TEXTO DE ORIGEM -
▼

Quadro Temporário de apoio à economia
Devido à pandemia de COVID-19, muitas empresas enfrentam desafios de liquidez e têm-se multiplicado as propostas de apoio por parte dos Estados-Membros. No entanto, conforme assinala a Comissão Europeia, os efeitos da COVID-19 não se farão sentir num só Estado-Membro e terão um impacto negativo na economia de toda a União.

Neste contexto, a Comissão aprovou, em 19 de março, o Quadro Temporário relativo a medidas de auxílio estatal em apoio da economia no atual contexto do surto de COVID-19 e já autorizou um número considerável de projetos de auxílio notificados pelos Estados-Membros, incluindo Portugal. Dada a dimensão limitada do orçamento da UE, a Comissão assinala que a principal resposta virá dos orçamentos nacionais. Para o efeito, atuará no sentido de permitir que os Estados-Membros retirem o máximo partido da flexibilidade das normas europeias em matéria de auxílios de Estado.

O Quadro Temporário diz particularmente respeito a auxílios concedidos com base no artigo 107.º, n.º 3, alínea b), TFUE, ou seja, que se destinem a sanar uma “perturbação grave” da economia de um Estado-Membro. No entanto, os Estados-Membros podem igualmente compensar, ao abrigo de outras disposições paralelas, as empresas em setores particularmente afetados (por exemplo, transportes, turismo, cultura, hotelaria, comércio a retalho ou organizadores de eventos) por prejuízos sofridos em consequência direta do surto.

O Quadro Temporário aplica-se em todos os setores da economia, com exceção dos serviços financeiros, a medidas de auxílio concedidas depois de 1 de fevereiro de 2020 e até 31 de dezembro do mesmo ano, com possibilidade de prorrogação.

A 3 de abril, o Quadro Temporário foi objeto de alteração (versão consolidada disponível aqui), de modo a abranger mais categorias de auxílios, sobretudo relacionadas com a necessidade de facilitar a investigação e o desenvolvimento (I&D) relevantes em matéria de COVID-19, de apoiar a construção e a modernização de instalações de ensaio de produtos para fazer face à pandemia bem como a criação de capacidades adicionais para a produção dos produtos necessários para dar resposta ao surto. Também estão previstas, nesta alteração, medidas de apoio ao emprego.

▲

INSTRUÇÕES DO EXERCÍCIO -
1. Traduz para inglês esta frase do texto sobre o Quadro Temporário: "O Quadro Temporário aplica-se em todos os setores da economia, com exceção dos serviços financeiros, a medidas de auxílio concedidas depois de 1 de fevereiro de 2020 e até 31 de dezembro do mesmo ano, com possibilidade de prorrogação."
2. Por favor, prossegue o texto sobre o Quadro Temporário a partir da última frase apresentada.

Registos de uma coleção

▼

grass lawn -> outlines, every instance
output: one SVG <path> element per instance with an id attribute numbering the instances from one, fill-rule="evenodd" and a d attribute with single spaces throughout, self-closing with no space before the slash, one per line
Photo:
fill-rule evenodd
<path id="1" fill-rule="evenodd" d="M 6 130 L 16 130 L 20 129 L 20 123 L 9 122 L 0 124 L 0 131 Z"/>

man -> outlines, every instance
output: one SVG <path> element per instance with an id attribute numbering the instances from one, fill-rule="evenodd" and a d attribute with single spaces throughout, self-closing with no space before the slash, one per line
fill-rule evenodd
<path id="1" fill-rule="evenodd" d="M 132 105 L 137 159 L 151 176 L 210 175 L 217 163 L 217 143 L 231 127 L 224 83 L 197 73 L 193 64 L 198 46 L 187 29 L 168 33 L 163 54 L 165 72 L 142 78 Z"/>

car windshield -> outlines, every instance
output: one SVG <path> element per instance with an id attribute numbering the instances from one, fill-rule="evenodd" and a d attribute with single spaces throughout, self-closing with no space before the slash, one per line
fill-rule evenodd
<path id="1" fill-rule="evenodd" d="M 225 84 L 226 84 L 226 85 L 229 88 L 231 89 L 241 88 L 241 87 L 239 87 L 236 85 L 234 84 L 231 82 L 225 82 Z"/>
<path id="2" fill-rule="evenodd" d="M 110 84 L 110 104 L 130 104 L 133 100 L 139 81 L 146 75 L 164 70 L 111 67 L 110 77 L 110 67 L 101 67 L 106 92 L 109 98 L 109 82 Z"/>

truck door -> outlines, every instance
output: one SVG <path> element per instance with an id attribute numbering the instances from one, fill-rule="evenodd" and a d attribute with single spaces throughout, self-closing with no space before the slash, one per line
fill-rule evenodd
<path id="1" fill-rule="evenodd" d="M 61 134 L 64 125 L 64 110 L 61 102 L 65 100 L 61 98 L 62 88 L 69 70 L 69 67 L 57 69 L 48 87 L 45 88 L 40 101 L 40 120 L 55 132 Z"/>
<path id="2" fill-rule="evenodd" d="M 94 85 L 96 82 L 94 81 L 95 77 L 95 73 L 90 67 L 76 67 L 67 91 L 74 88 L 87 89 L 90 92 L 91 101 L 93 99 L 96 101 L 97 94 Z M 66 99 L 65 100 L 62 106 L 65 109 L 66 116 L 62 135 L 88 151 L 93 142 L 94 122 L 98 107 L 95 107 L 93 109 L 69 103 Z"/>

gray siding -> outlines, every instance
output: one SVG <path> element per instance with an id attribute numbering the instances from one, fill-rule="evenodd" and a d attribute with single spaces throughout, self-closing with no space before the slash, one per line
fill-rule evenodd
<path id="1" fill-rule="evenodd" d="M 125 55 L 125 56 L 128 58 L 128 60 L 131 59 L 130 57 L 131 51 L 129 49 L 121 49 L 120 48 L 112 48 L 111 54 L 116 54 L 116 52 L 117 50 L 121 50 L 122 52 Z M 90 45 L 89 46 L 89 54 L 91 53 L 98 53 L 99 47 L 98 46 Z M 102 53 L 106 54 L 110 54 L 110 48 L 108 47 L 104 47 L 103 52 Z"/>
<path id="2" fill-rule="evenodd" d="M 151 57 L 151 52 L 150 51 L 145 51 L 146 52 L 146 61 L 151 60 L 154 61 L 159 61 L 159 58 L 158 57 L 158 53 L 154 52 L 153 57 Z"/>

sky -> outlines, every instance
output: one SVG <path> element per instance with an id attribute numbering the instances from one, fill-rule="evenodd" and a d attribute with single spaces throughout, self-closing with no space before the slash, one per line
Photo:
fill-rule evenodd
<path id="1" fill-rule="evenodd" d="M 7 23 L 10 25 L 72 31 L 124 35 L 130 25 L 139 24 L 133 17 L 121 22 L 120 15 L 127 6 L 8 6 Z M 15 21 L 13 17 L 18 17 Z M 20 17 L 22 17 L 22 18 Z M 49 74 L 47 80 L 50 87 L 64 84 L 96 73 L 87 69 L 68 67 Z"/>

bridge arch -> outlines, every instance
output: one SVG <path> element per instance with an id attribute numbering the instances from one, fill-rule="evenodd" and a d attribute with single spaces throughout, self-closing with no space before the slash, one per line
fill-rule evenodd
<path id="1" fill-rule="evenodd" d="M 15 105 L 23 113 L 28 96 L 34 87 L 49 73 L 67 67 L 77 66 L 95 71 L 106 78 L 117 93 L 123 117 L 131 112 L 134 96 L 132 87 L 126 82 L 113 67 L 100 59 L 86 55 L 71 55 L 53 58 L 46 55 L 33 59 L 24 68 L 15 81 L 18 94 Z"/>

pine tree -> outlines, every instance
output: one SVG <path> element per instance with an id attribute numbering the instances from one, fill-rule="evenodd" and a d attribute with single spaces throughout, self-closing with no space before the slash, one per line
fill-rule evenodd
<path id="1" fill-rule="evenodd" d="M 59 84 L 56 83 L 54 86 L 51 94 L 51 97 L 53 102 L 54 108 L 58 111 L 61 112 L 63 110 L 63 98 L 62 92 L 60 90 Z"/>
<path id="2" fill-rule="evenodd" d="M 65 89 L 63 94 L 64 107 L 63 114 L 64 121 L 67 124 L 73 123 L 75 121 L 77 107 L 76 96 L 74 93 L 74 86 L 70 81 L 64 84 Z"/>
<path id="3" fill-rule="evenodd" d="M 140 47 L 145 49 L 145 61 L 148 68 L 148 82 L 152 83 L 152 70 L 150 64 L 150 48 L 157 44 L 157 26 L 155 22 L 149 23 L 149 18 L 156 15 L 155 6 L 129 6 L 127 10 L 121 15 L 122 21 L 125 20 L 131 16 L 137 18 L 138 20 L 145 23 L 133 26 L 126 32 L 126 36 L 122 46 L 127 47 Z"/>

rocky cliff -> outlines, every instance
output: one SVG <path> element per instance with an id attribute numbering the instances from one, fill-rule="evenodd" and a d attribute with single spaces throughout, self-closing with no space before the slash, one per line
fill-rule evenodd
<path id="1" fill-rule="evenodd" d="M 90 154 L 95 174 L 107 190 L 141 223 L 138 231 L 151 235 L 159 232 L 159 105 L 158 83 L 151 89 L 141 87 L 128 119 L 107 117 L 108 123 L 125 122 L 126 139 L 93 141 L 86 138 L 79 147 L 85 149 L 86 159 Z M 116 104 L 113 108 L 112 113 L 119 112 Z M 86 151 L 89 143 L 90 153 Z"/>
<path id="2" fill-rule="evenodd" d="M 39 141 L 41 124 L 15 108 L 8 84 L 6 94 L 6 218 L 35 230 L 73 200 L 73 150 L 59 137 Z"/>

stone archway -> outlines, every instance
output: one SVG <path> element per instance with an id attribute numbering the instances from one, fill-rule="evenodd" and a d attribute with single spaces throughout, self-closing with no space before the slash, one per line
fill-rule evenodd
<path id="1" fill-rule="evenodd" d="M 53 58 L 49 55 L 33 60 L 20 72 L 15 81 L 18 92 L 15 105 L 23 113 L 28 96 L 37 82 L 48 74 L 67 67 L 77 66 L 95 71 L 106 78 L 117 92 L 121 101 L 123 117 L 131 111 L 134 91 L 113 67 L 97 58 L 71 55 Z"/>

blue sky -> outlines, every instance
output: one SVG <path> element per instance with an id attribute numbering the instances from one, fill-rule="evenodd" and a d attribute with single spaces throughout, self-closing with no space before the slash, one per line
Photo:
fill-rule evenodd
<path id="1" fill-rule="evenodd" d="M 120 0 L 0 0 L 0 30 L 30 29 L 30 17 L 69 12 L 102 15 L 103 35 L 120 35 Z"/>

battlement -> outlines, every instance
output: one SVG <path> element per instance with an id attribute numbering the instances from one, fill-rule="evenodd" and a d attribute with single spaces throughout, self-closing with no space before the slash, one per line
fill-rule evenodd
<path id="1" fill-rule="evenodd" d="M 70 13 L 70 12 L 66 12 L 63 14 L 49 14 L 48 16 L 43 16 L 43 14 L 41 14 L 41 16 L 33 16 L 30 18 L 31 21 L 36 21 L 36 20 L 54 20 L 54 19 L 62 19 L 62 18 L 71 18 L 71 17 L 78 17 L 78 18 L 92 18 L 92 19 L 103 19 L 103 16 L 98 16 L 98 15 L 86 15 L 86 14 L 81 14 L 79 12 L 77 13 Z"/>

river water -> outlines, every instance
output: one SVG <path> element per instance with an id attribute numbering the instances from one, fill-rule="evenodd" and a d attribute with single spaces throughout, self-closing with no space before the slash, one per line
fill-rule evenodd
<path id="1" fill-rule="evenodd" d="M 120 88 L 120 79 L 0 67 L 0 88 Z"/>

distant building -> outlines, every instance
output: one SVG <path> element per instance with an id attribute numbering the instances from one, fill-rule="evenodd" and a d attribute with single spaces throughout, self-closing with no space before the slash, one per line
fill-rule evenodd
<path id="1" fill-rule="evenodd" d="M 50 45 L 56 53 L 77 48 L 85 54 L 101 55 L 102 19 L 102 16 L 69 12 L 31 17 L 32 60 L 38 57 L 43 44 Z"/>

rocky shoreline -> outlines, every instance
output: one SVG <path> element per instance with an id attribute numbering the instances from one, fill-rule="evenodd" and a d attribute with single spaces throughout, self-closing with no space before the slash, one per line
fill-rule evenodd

▲

SOLUÇÕES DAS TAREFAS -
1. The Temporary Framework applies to all sectors of the economy, except financial services, to aid measures granted after February 1, 2020 and until December 31 of the same year, with the possibility of extension.

2.
Assim, o Quadro Temporário abrange atualmente dez tipos de ajuda, incluindo, entre outros, subvenções diretas, benefícios fiscais, garantias, empréstimos a taxas de juro bonificadas, diferimentos do pagamento de impostos e de contribuições para a Segurança Social e subvenções salariais para os trabalhadores a fim de evitar lay-offs durante o surto de COVID-19.

Quanto aos diferimentos de impostos ou contribuições para a Segurança Social e subvenções salariais, importa referir que, se tais regimes de apoio se aplicarem a toda a economia, não serão abrangidos pelo controlo dos auxílios estatais. Caso proporcionem às empresas uma vantagem seletiva, o que pode acontecer quando se limitem a determinados setores, regiões ou tipos de empresas, configuram então regimes de auxílios na aceção do artigo 107.º, n.º 1, TFUE.

O Quadro Temporário permite, dentro dos limites nele previstos, que os Estados-Membros combinem diversas medidas de apoio entre si, com exceção de empréstimos e garantias para o mesmo empréstimo. Podem, além disso, os Estados-Membros conceder auxílios de minimis às empresas até 200 000 euros, repartidos ao longo de três exercícios financeiros. Deverão, não obstante, evitar o cúmulo indevido de medidas de apoio às mesmas empresas, limitando-as à satisfação de necessidades reais.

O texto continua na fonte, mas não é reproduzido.